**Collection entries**
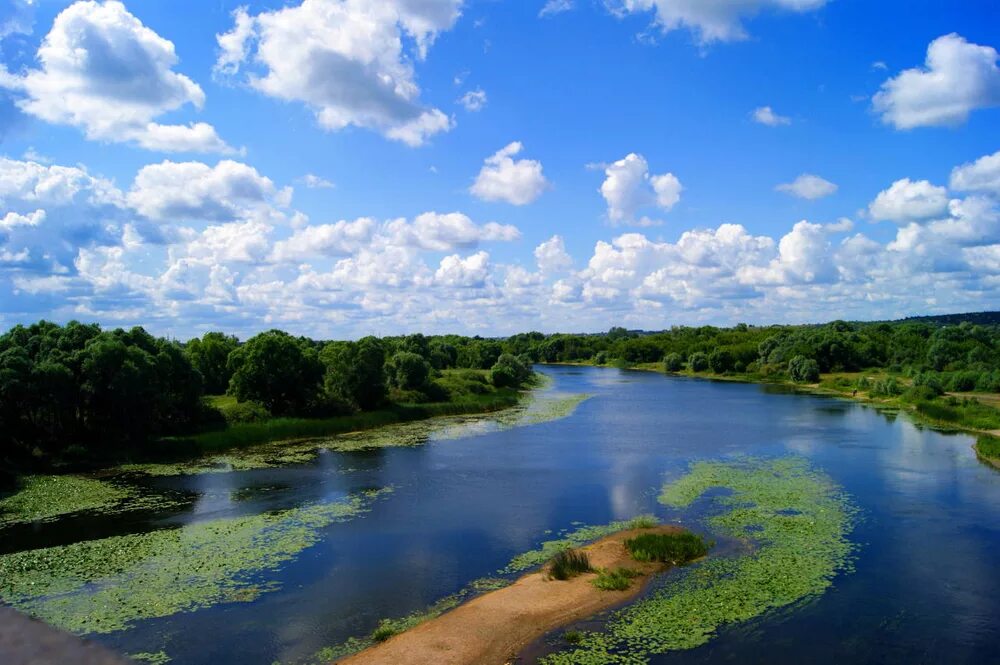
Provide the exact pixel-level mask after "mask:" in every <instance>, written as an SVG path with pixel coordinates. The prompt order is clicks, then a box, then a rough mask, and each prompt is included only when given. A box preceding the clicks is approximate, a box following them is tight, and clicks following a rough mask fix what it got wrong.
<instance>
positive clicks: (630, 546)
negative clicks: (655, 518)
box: [625, 532, 708, 566]
mask: <svg viewBox="0 0 1000 665" xmlns="http://www.w3.org/2000/svg"><path fill="white" fill-rule="evenodd" d="M625 549H627V550H628V551H629V554H631V555H632V558H633V559H635V560H636V561H647V562H648V561H659V562H661V563H669V564H672V565H675V566H676V565H679V564H682V563H686V562H688V561H691V560H692V559H697V558H699V557H703V556H705V554H707V553H708V545H707V544H706V543H705V541H704V539H703V538H702V537H701V536H696V535H695V534H693V533H687V532H684V533H644V534H641V535H639V536H636V537H635V538H629V539H628V540H626V541H625Z"/></svg>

**TASK GOAL**
Although the records contain pictures, only their text should be repeated, exactly as it appears.

**SOLUTION TO THIS TASK**
Provide the exact pixel-level mask after "mask:" in every <instance>, written as an SVG path with pixel coordinates. The prompt order is clicks, then a box, then a rough mask, and each prompt is included only when given. A box preceding the clicks is approximate, a box following them is tight, and clicks following a rough mask fix what it got wrong.
<instance>
positive clicks: (630, 546)
negative clicks: (655, 518)
box: [625, 532, 708, 566]
mask: <svg viewBox="0 0 1000 665" xmlns="http://www.w3.org/2000/svg"><path fill="white" fill-rule="evenodd" d="M625 549H627V550H628V551H629V554H631V555H632V558H633V559H635V560H636V561H647V562H648V561H659V562H661V563H669V564H672V565H675V566H676V565H679V564H682V563H686V562H688V561H691V560H692V559H697V558H699V557H703V556H705V554H707V553H708V545H707V544H706V543H705V541H704V539H703V538H702V537H701V536H696V535H695V534H693V533H687V532H684V533H644V534H641V535H639V536H636V537H635V538H629V539H628V540H626V541H625Z"/></svg>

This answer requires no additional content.